▼▼▼

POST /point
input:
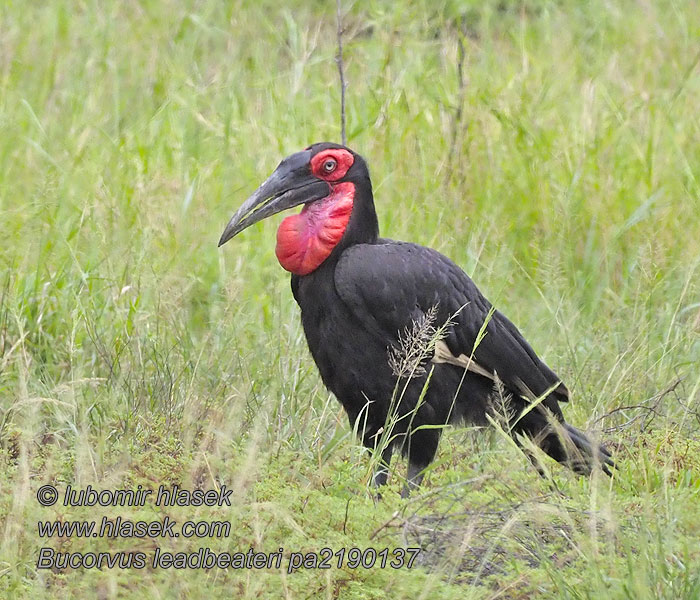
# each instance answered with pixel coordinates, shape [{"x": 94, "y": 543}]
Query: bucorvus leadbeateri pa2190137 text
[{"x": 400, "y": 334}]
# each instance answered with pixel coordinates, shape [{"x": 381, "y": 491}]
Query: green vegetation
[{"x": 563, "y": 175}]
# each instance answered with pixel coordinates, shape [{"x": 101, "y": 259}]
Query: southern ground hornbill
[{"x": 400, "y": 334}]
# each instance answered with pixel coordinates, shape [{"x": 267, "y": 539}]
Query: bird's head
[{"x": 332, "y": 182}]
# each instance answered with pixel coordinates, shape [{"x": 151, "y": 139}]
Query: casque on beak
[{"x": 290, "y": 185}]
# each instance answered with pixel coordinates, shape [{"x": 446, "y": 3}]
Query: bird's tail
[{"x": 564, "y": 443}]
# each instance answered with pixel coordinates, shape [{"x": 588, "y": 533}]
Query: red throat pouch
[{"x": 305, "y": 240}]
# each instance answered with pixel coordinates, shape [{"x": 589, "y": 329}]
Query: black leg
[{"x": 381, "y": 473}]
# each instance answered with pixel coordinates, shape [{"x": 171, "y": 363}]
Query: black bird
[{"x": 400, "y": 334}]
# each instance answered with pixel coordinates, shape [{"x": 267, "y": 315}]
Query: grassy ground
[{"x": 563, "y": 174}]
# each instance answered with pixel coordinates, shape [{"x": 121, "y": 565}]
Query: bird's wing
[{"x": 392, "y": 285}]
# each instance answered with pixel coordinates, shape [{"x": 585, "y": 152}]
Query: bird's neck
[{"x": 325, "y": 227}]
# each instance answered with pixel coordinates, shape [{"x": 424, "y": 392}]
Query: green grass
[{"x": 133, "y": 351}]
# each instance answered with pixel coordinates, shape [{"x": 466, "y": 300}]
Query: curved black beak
[{"x": 290, "y": 185}]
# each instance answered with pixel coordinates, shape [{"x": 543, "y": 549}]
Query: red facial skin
[
  {"x": 305, "y": 240},
  {"x": 343, "y": 160}
]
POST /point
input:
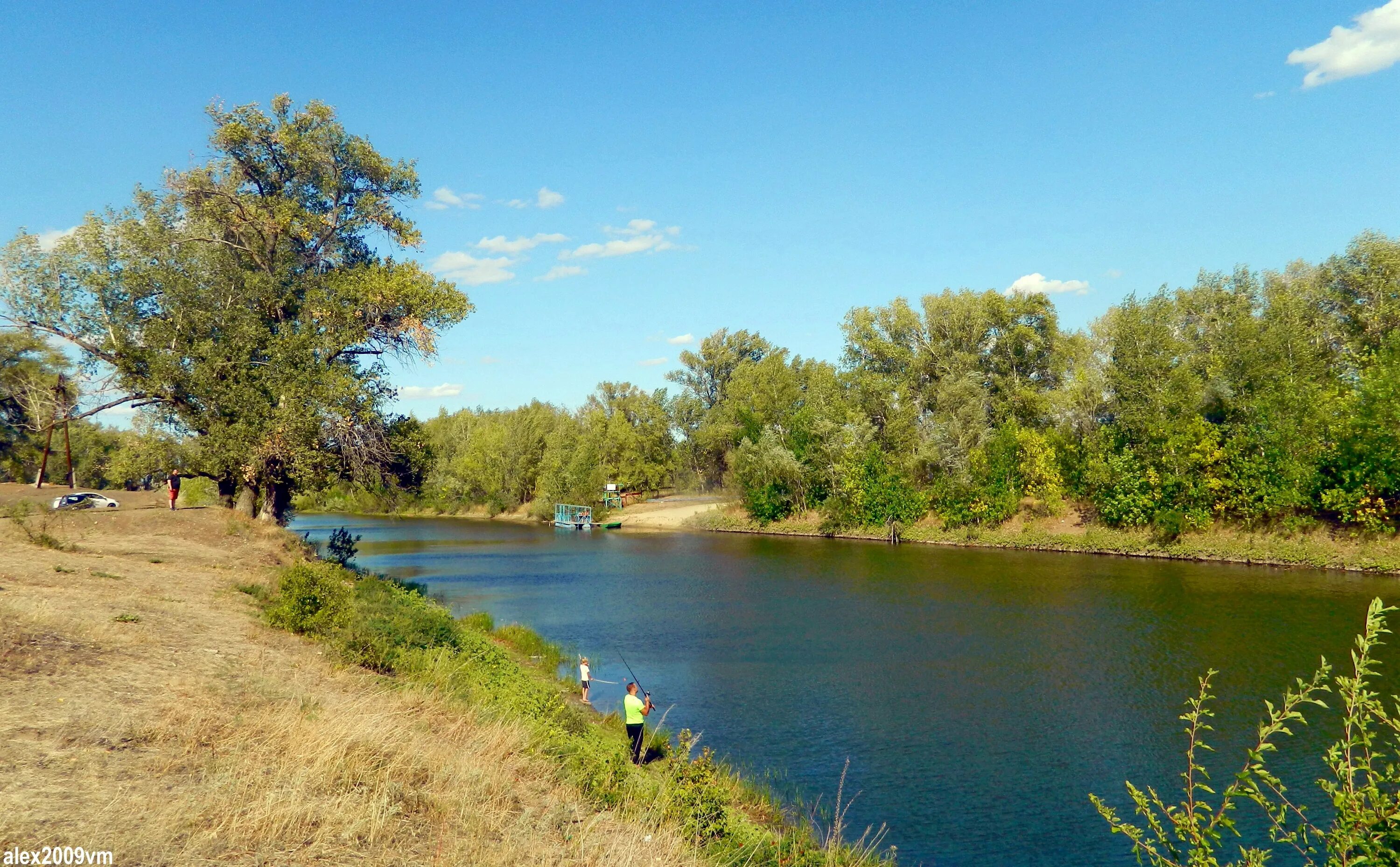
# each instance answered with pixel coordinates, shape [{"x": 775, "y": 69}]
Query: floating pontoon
[{"x": 573, "y": 517}]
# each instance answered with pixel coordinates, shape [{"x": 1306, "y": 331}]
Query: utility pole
[{"x": 61, "y": 398}]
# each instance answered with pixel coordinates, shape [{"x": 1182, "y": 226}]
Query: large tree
[{"x": 247, "y": 300}]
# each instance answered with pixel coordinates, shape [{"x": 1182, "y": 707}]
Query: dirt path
[
  {"x": 668, "y": 513},
  {"x": 150, "y": 713}
]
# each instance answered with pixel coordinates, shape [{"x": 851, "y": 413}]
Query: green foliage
[
  {"x": 342, "y": 547},
  {"x": 198, "y": 492},
  {"x": 481, "y": 621},
  {"x": 769, "y": 477},
  {"x": 245, "y": 303},
  {"x": 1363, "y": 788},
  {"x": 698, "y": 800},
  {"x": 311, "y": 599},
  {"x": 873, "y": 493},
  {"x": 384, "y": 621},
  {"x": 531, "y": 645}
]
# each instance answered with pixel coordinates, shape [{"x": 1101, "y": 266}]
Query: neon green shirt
[{"x": 632, "y": 705}]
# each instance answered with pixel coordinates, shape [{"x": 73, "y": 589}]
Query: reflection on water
[{"x": 980, "y": 695}]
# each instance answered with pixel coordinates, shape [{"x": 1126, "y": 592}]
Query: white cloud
[
  {"x": 464, "y": 268},
  {"x": 562, "y": 271},
  {"x": 1370, "y": 47},
  {"x": 500, "y": 246},
  {"x": 420, "y": 393},
  {"x": 548, "y": 198},
  {"x": 619, "y": 247},
  {"x": 635, "y": 227},
  {"x": 48, "y": 240},
  {"x": 1036, "y": 283},
  {"x": 444, "y": 198}
]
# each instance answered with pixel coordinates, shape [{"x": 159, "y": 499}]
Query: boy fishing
[{"x": 636, "y": 713}]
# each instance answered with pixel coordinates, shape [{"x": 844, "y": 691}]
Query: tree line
[
  {"x": 247, "y": 310},
  {"x": 244, "y": 310},
  {"x": 1256, "y": 398}
]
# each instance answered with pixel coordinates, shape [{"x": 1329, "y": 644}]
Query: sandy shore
[{"x": 667, "y": 513}]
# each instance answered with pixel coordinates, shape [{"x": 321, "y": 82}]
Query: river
[{"x": 979, "y": 695}]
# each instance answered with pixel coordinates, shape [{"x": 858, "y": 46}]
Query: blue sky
[{"x": 749, "y": 166}]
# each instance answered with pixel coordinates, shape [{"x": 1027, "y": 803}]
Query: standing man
[
  {"x": 173, "y": 484},
  {"x": 635, "y": 715}
]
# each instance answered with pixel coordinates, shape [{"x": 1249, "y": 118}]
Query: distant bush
[
  {"x": 198, "y": 491},
  {"x": 479, "y": 621},
  {"x": 385, "y": 620},
  {"x": 342, "y": 547},
  {"x": 698, "y": 799},
  {"x": 311, "y": 597},
  {"x": 528, "y": 642}
]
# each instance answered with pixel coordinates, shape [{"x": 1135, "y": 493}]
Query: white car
[{"x": 84, "y": 500}]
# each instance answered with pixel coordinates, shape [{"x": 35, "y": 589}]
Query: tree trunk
[
  {"x": 276, "y": 502},
  {"x": 247, "y": 498},
  {"x": 227, "y": 489}
]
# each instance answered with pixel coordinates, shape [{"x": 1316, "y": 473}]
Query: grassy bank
[
  {"x": 507, "y": 676},
  {"x": 152, "y": 709},
  {"x": 1316, "y": 548}
]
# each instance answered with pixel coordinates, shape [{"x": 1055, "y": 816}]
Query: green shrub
[
  {"x": 198, "y": 491},
  {"x": 698, "y": 799},
  {"x": 528, "y": 642},
  {"x": 342, "y": 547},
  {"x": 479, "y": 621},
  {"x": 385, "y": 620},
  {"x": 311, "y": 597},
  {"x": 1360, "y": 789},
  {"x": 873, "y": 493}
]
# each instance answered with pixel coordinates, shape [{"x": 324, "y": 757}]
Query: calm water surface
[{"x": 980, "y": 695}]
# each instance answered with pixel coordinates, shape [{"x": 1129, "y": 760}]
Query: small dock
[{"x": 574, "y": 517}]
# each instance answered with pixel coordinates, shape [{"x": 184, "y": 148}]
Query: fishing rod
[{"x": 633, "y": 674}]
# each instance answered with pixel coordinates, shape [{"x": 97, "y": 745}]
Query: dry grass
[{"x": 196, "y": 734}]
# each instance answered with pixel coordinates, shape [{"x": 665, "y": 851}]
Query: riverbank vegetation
[
  {"x": 152, "y": 706},
  {"x": 510, "y": 674},
  {"x": 1249, "y": 404},
  {"x": 1360, "y": 823},
  {"x": 244, "y": 309}
]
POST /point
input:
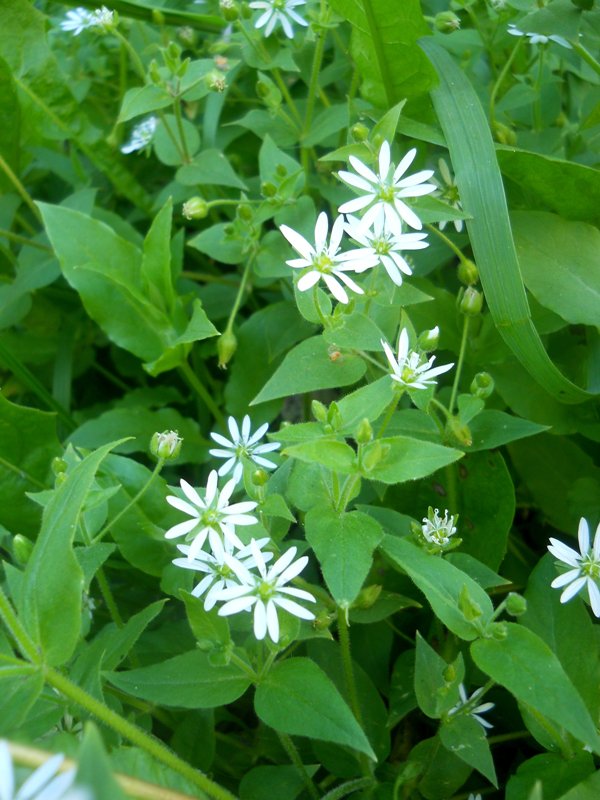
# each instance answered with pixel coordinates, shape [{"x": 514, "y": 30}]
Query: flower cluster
[
  {"x": 80, "y": 19},
  {"x": 379, "y": 232},
  {"x": 236, "y": 574},
  {"x": 584, "y": 566}
]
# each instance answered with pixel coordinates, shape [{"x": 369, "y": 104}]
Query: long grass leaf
[{"x": 482, "y": 193}]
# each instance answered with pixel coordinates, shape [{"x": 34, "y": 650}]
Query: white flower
[
  {"x": 449, "y": 194},
  {"x": 585, "y": 566},
  {"x": 386, "y": 245},
  {"x": 266, "y": 591},
  {"x": 141, "y": 135},
  {"x": 278, "y": 11},
  {"x": 243, "y": 445},
  {"x": 218, "y": 574},
  {"x": 80, "y": 19},
  {"x": 411, "y": 368},
  {"x": 43, "y": 784},
  {"x": 383, "y": 192},
  {"x": 324, "y": 261},
  {"x": 210, "y": 513},
  {"x": 470, "y": 701},
  {"x": 436, "y": 529},
  {"x": 538, "y": 38}
]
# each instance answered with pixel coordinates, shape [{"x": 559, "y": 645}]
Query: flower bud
[
  {"x": 359, "y": 132},
  {"x": 260, "y": 477},
  {"x": 471, "y": 302},
  {"x": 446, "y": 22},
  {"x": 195, "y": 208},
  {"x": 319, "y": 411},
  {"x": 468, "y": 272},
  {"x": 482, "y": 385},
  {"x": 228, "y": 10},
  {"x": 516, "y": 604},
  {"x": 429, "y": 340},
  {"x": 468, "y": 607},
  {"x": 367, "y": 596},
  {"x": 22, "y": 549},
  {"x": 364, "y": 432},
  {"x": 226, "y": 347},
  {"x": 165, "y": 445}
]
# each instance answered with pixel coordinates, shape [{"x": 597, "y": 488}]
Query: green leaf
[
  {"x": 567, "y": 188},
  {"x": 465, "y": 737},
  {"x": 296, "y": 697},
  {"x": 53, "y": 579},
  {"x": 28, "y": 443},
  {"x": 559, "y": 263},
  {"x": 406, "y": 459},
  {"x": 517, "y": 662},
  {"x": 384, "y": 48},
  {"x": 482, "y": 195},
  {"x": 442, "y": 583},
  {"x": 344, "y": 545},
  {"x": 185, "y": 681},
  {"x": 336, "y": 455},
  {"x": 307, "y": 368}
]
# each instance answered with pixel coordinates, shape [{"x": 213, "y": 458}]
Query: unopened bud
[
  {"x": 195, "y": 208},
  {"x": 229, "y": 10},
  {"x": 319, "y": 411},
  {"x": 364, "y": 432},
  {"x": 482, "y": 385},
  {"x": 260, "y": 477},
  {"x": 516, "y": 605},
  {"x": 429, "y": 340},
  {"x": 446, "y": 22},
  {"x": 468, "y": 607},
  {"x": 471, "y": 302},
  {"x": 468, "y": 272},
  {"x": 367, "y": 596},
  {"x": 226, "y": 347},
  {"x": 165, "y": 445},
  {"x": 22, "y": 549},
  {"x": 359, "y": 132}
]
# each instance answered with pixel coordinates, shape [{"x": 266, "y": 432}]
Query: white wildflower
[
  {"x": 278, "y": 11},
  {"x": 383, "y": 193},
  {"x": 585, "y": 566},
  {"x": 212, "y": 512},
  {"x": 266, "y": 592},
  {"x": 411, "y": 368},
  {"x": 243, "y": 445}
]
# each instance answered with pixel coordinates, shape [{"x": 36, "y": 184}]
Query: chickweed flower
[
  {"x": 448, "y": 192},
  {"x": 585, "y": 566},
  {"x": 278, "y": 11},
  {"x": 44, "y": 783},
  {"x": 211, "y": 513},
  {"x": 438, "y": 530},
  {"x": 323, "y": 260},
  {"x": 469, "y": 701},
  {"x": 218, "y": 575},
  {"x": 80, "y": 19},
  {"x": 383, "y": 192},
  {"x": 266, "y": 592},
  {"x": 386, "y": 245},
  {"x": 141, "y": 136},
  {"x": 412, "y": 368},
  {"x": 538, "y": 38},
  {"x": 243, "y": 445}
]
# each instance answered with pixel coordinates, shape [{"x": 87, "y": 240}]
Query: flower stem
[
  {"x": 134, "y": 500},
  {"x": 154, "y": 747},
  {"x": 459, "y": 364},
  {"x": 292, "y": 751},
  {"x": 190, "y": 376}
]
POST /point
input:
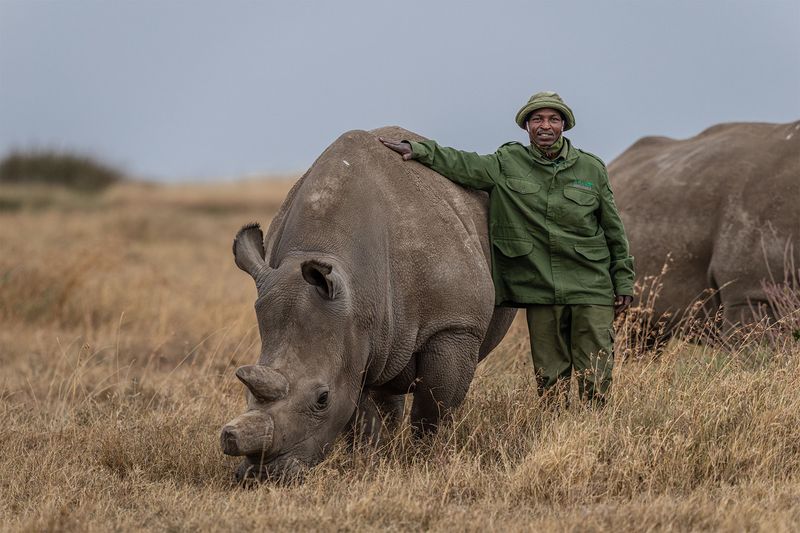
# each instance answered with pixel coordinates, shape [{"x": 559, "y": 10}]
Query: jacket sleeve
[
  {"x": 622, "y": 274},
  {"x": 465, "y": 168}
]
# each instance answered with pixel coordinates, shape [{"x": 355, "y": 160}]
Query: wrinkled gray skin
[
  {"x": 373, "y": 281},
  {"x": 724, "y": 204}
]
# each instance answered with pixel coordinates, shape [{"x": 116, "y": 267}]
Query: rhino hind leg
[{"x": 445, "y": 367}]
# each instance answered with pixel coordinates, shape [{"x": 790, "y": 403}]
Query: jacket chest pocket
[
  {"x": 523, "y": 186},
  {"x": 578, "y": 209}
]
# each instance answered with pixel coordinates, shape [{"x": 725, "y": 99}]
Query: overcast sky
[{"x": 181, "y": 90}]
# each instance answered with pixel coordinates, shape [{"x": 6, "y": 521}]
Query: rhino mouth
[{"x": 281, "y": 469}]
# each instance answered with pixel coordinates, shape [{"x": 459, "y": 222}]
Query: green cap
[{"x": 546, "y": 99}]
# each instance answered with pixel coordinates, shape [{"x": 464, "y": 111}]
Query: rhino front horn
[
  {"x": 247, "y": 434},
  {"x": 265, "y": 383}
]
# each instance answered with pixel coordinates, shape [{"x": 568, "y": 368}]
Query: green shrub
[{"x": 49, "y": 167}]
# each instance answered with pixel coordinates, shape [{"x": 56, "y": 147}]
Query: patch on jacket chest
[{"x": 582, "y": 184}]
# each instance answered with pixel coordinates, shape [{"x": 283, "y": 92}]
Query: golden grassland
[{"x": 123, "y": 316}]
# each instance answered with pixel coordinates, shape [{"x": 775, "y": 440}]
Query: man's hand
[
  {"x": 621, "y": 304},
  {"x": 402, "y": 148}
]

▲▲▲

REQUIRED ACTION: Nothing but the lines from the one with "Query: jacket chest pocket" through the end of the data above should be reproduced, each exactly, both ends included.

RESPONSE BOX:
Query: jacket chest pocket
[
  {"x": 523, "y": 186},
  {"x": 578, "y": 209}
]
# each instance answered with pixel coordinates, shape [{"x": 725, "y": 99}]
Query: overcast sky
[{"x": 181, "y": 90}]
# each instance answered with pixel coordinates, shape [{"x": 6, "y": 521}]
Query: rhino mouth
[{"x": 281, "y": 469}]
# each instance answered with pixel coordinates, shape [{"x": 459, "y": 222}]
Query: green cap
[{"x": 546, "y": 99}]
# each instance answered with pixel coordinates, shape [{"x": 464, "y": 111}]
Query: rhino front horn
[
  {"x": 247, "y": 434},
  {"x": 265, "y": 383}
]
# each instance answered with pixel coordinates, shape [{"x": 568, "y": 368}]
Query: green shrub
[{"x": 49, "y": 167}]
# each instance answered with pixel coordinates, shape [{"x": 56, "y": 147}]
Query: patch on jacket chest
[{"x": 582, "y": 184}]
# each instance answered with pixel coordinates, shape [{"x": 283, "y": 92}]
Query: golden grassland
[{"x": 123, "y": 316}]
# each instance answered with pixel coordinates, shape [{"x": 775, "y": 440}]
Query: man's hand
[
  {"x": 621, "y": 304},
  {"x": 402, "y": 148}
]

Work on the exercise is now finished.